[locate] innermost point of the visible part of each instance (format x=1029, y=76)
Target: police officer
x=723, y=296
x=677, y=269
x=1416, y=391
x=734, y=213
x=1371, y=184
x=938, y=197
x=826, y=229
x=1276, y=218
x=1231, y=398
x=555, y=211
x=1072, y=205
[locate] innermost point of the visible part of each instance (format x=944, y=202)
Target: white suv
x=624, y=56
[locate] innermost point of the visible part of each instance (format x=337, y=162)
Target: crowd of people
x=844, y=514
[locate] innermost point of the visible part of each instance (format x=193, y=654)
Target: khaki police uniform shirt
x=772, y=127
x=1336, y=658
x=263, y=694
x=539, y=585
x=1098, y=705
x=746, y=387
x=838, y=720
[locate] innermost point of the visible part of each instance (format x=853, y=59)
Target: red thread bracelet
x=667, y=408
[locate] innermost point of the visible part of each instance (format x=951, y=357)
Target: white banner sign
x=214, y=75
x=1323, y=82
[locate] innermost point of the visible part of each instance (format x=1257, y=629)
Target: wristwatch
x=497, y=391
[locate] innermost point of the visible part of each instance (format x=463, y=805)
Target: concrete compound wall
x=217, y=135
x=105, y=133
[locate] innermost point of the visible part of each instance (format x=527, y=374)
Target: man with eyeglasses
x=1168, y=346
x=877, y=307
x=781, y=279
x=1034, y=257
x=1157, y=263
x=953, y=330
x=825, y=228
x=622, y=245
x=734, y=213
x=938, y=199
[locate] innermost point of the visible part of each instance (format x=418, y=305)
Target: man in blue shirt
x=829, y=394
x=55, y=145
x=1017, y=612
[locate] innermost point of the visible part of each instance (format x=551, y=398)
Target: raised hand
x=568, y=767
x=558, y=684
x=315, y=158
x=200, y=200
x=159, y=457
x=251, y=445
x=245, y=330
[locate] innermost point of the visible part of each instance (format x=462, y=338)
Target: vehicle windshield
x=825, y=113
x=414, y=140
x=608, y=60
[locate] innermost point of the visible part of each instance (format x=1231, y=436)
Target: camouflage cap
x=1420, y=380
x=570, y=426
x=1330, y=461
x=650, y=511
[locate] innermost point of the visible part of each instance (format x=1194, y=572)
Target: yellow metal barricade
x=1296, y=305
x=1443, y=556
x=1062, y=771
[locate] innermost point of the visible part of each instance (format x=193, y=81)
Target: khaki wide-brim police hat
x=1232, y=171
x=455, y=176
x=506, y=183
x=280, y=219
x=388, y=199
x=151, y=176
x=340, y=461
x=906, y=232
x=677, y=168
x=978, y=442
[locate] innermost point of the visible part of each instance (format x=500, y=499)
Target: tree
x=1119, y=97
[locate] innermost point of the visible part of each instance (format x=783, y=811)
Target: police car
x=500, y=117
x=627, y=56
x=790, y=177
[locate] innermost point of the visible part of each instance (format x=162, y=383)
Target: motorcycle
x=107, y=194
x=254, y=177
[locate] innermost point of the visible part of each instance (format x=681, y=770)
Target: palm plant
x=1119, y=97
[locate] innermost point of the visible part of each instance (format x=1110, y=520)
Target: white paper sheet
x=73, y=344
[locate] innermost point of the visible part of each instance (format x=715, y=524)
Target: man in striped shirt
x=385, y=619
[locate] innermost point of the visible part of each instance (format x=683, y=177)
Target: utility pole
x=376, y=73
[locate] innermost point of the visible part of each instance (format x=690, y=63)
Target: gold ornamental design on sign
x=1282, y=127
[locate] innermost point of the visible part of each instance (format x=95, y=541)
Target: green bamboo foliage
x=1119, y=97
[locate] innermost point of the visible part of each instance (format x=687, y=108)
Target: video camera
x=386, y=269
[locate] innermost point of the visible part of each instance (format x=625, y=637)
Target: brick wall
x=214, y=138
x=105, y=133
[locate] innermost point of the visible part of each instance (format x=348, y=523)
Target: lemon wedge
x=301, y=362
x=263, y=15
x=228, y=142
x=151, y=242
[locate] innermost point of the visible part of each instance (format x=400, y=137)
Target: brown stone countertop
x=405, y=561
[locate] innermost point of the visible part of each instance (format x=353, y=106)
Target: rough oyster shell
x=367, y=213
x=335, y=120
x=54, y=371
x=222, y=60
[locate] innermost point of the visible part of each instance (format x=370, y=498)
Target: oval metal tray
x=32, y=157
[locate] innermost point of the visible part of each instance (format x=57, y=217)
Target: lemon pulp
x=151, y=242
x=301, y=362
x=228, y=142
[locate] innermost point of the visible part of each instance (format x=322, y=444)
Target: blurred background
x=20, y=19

_ _ _ _ _ _ _

- _Exercise aim_
Repeat all the entries exactly as given.

- _Result for this exercise_
[locate] innermost point of the visible part of each instance (format x=1029, y=76)
Target: police officer
x=723, y=296
x=677, y=269
x=1416, y=391
x=734, y=213
x=1371, y=184
x=938, y=197
x=826, y=229
x=1276, y=218
x=1231, y=398
x=555, y=211
x=1072, y=205
[locate] innermost point of the visible part of each instance (format x=944, y=202)
Target: white suv
x=624, y=56
[locate] innermost point of the visible part of each instance (format x=337, y=162)
Target: crowd of people
x=844, y=514
[locate] innermost point of the visible part of each instance (format x=193, y=654)
Target: khaki police uniform shirt
x=772, y=127
x=1336, y=658
x=263, y=694
x=539, y=585
x=1098, y=705
x=746, y=387
x=838, y=720
[locate] innermost point of the visible part of each instance (format x=853, y=59)
Target: red thread bracelet
x=667, y=408
[locate] innermost point of the visible part of each instance (format x=951, y=357)
Target: white banner sign
x=214, y=75
x=1323, y=82
[locate] innermost point of the visible part of each instance (format x=1257, y=629)
Target: wristwatch
x=497, y=391
[locate] innermost point of the visible part of each instance (format x=463, y=805)
Target: concrete compound wall
x=217, y=135
x=105, y=133
[locate] innermost point of the visible part of each instance (format x=527, y=374)
Target: man with eyeglasses
x=1168, y=346
x=877, y=307
x=781, y=279
x=1034, y=257
x=1157, y=263
x=953, y=330
x=825, y=228
x=622, y=245
x=734, y=213
x=938, y=199
[locate] innermost point of the visible part of each instance (format x=418, y=305)
Target: man in blue shirt
x=829, y=394
x=55, y=145
x=1017, y=612
[locate] innermost point of the visible part of each instance (format x=551, y=398)
Target: raised hand
x=568, y=767
x=558, y=684
x=315, y=158
x=200, y=200
x=159, y=457
x=251, y=445
x=245, y=330
[locate] innermost point of the visible part of each instance (format x=462, y=338)
Target: vehicle windshield
x=825, y=113
x=414, y=140
x=608, y=60
[locate] innermost point of the visible part of each instance (format x=1231, y=436)
Target: camouflage cap
x=1420, y=380
x=570, y=426
x=1330, y=461
x=650, y=511
[locate] innermost point of the visible part of each instance (format x=1194, y=572)
Target: yellow metal barricade
x=1296, y=305
x=1443, y=556
x=1062, y=771
[locate] innermost point of the visible part of each instance (format x=193, y=81)
Target: khaki wide-brim police hat
x=1232, y=171
x=455, y=176
x=506, y=183
x=280, y=219
x=388, y=199
x=151, y=176
x=340, y=461
x=906, y=232
x=677, y=168
x=978, y=442
[locate] innermost point of the visible part of each instance (format x=500, y=499)
Target: tree
x=1119, y=97
[locate] innermost point of the visible part of each instance (format x=783, y=811)
Target: police car
x=500, y=117
x=627, y=56
x=790, y=177
[locate] innermost point of the visible part of each instance (format x=162, y=383)
Target: motorcycle
x=107, y=194
x=254, y=177
[locate] innermost point of the visible part of each instance (format x=681, y=770)
Target: palm plant
x=1119, y=97
[locate] innermost point of the visible part of each instance (format x=1110, y=520)
Target: white paper sheet
x=73, y=344
[locate] innermost point of the visible part of each instance (format x=715, y=524)
Target: man in striped shirt
x=385, y=619
[locate] innermost point of the visible part of each instance (format x=683, y=177)
Target: utility pole
x=376, y=73
[locate] innermost point of the visible part of each instance (format x=690, y=63)
Target: gold ornamental design on sign
x=1282, y=127
[locate] innermost point of the visible part of each instance (format x=95, y=541)
Target: green bamboo foliage
x=1119, y=97
[locate] innermost point of the visible part of each instance (format x=687, y=108)
Target: video camera
x=386, y=269
[locate] innermost point of the visible part of each instance (format x=625, y=637)
Target: brick wall
x=214, y=138
x=105, y=133
[locate] innermost point of the visible part of each instance (format x=348, y=523)
Target: lemon wedge
x=301, y=362
x=263, y=15
x=228, y=142
x=151, y=242
[locate] innermost point of the visible part of each instance (format x=400, y=137)
Target: brown stone countertop
x=405, y=561
[locate] innermost point of the visible part of each instance (format x=353, y=106)
Target: rough oyster shell
x=367, y=213
x=335, y=120
x=54, y=371
x=222, y=60
[locate] innermost point of the visible part of each instance (format x=370, y=498)
Target: oval metal tray
x=32, y=157
[locate] innermost point of the visible part of each instance (format x=57, y=217)
Target: lemon pulp
x=151, y=242
x=301, y=362
x=228, y=142
[locate] innermost point of the visible part of each instance (format x=322, y=444)
Target: blurred background
x=20, y=19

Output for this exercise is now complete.